## EXCERPT TO READ:

*** Begin section ***

Do your pets contribute to climate change? One UCLA professor says yes
Dogs and cats no doubt provide love and companionship, but their carbon "pawprint" is bigger than you might think.
A new study from UCLA shows that feeding pets a meat-based diet in the U.S. creates 64 million tons of carbon dioxide a year — the equivalent driving 13.6 million cars.
"I like dogs and cats, and I'm definitely not recommending that people get rid of their pets or put them on a vegetarian diet, which would be unhealthy," said UCLA geography professor Gregory Okin, whose study appeared Wednesday in the journal PLOS One. "But I do think we should consider all the impacts that pets have so we can have an honest conversation about them. Pets have many benefits but also a huge environmental impact. "
The U.S. has an estimated 163 million dogs and cats. Okin said if they made up their own country, it would rank fifth in global meat consumption -- after Russia, Brazil, the U.S. and China.
Meat consumption among pets has accelerated, Okin said, as consumers turn to higher quality pet food with fewer fillers. And it's not just an issue in the U.S., he said. As populations in emerging economies like Brazil and China become more affluent, they too are likely to acquire and spend more on pets.
Still, pet food consumption creates just a fraction of the climate footprint left by humans in the U.S. The EPA reported that U.S. greenhouse gas emissions topped 6,500 million metric tons in 2015.
But feeding pets adds up to a surprisingly large impact, Okin said.

*** End section ***

## WORK REQUEST:
Write out the entire article on pets and climate change word for word. None of the items below is needed.

## SOURCE MATERIAL:
*** Begin section ***

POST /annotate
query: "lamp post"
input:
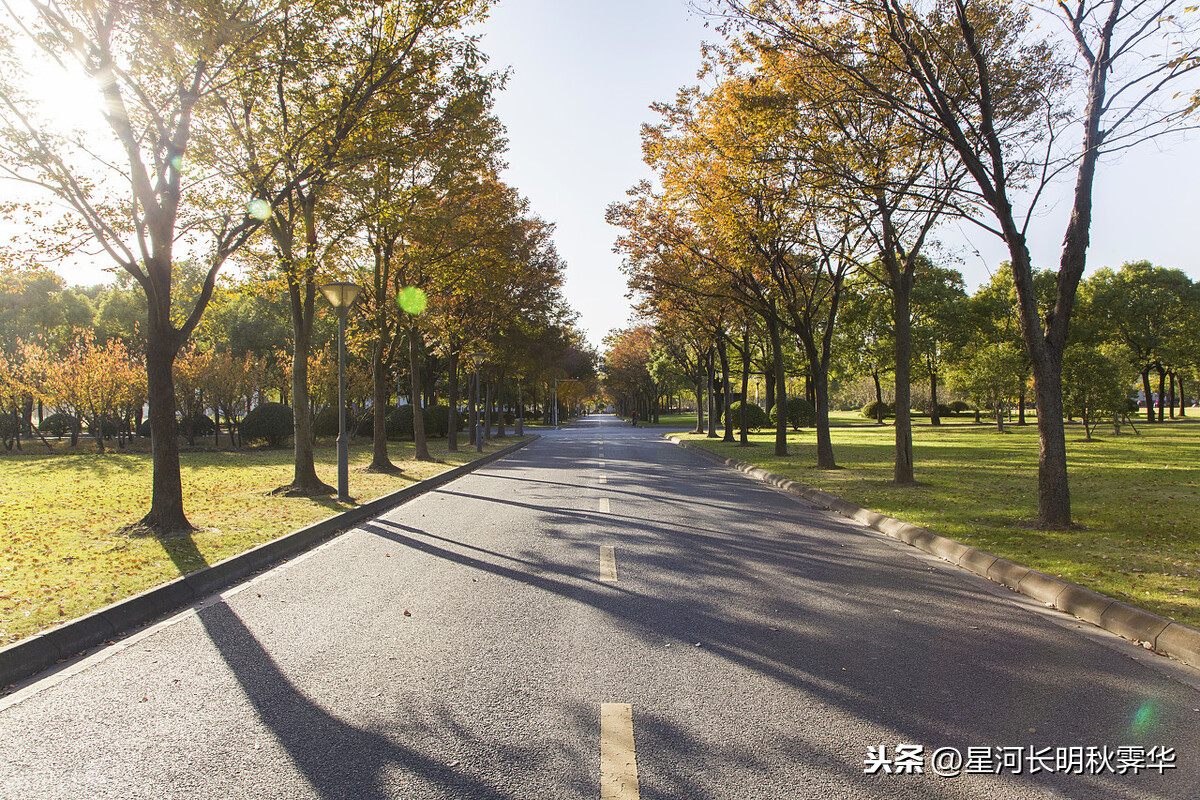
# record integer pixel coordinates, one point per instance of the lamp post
(475, 358)
(341, 295)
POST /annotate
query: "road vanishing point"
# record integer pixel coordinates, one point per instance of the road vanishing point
(604, 614)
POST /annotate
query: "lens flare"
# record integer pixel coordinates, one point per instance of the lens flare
(413, 300)
(258, 209)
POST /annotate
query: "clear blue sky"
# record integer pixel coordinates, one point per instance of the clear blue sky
(583, 76)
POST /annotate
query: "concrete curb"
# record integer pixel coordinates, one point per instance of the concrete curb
(1164, 636)
(41, 650)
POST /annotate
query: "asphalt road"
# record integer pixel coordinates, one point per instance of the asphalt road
(604, 614)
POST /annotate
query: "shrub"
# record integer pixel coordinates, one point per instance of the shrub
(202, 426)
(756, 417)
(108, 427)
(270, 422)
(59, 425)
(437, 421)
(801, 414)
(873, 409)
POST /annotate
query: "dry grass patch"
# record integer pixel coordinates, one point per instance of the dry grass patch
(61, 551)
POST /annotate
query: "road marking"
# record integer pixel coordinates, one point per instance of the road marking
(618, 762)
(609, 565)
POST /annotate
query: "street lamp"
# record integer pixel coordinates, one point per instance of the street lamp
(475, 359)
(341, 295)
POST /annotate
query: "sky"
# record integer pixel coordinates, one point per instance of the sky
(583, 78)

*** End section ***

## WRITTEN SOLUTION:
Do your pets contribute to climate change? One UCLA professor says yes
Dogs and cats no doubt provide love and companionship, but their carbon "pawprint" is bigger than you might think.
A new study from UCLA shows that feeding pets a meat-based diet in the U.S. creates 64 million tons of carbon dioxide a year — the equivalent driving 13.6 million cars.
"I like dogs and cats, and I'm definitely not recommending that people get rid of their pets or put them on a vegetarian diet, which would be unhealthy," said UCLA geography professor Gregory Okin, whose study appeared Wednesday in the journal PLOS One. "But I do think we should consider all the impacts that pets have so we can have an honest conversation about them. Pets have many benefits but also a huge environmental impact. "
The U.S. has an estimated 163 million dogs and cats. Okin said if they made up their own country, it would rank fifth in global meat consumption -- after Russia, Brazil, the U.S. and China.
Meat consumption among pets has accelerated, Okin said, as consumers turn to higher quality pet food with fewer fillers. And it's not just an issue in the U.S., he said. As populations in emerging economies like Brazil and China become more affluent, they too are likely to acquire and spend more on pets.
Still, pet food consumption creates just a fraction of the climate footprint left by humans in the U.S. The EPA reported that U.S. greenhouse gas emissions topped 6,500 million metric tons in 2015.
But feeding pets adds up to a surprisingly large impact, Okin said.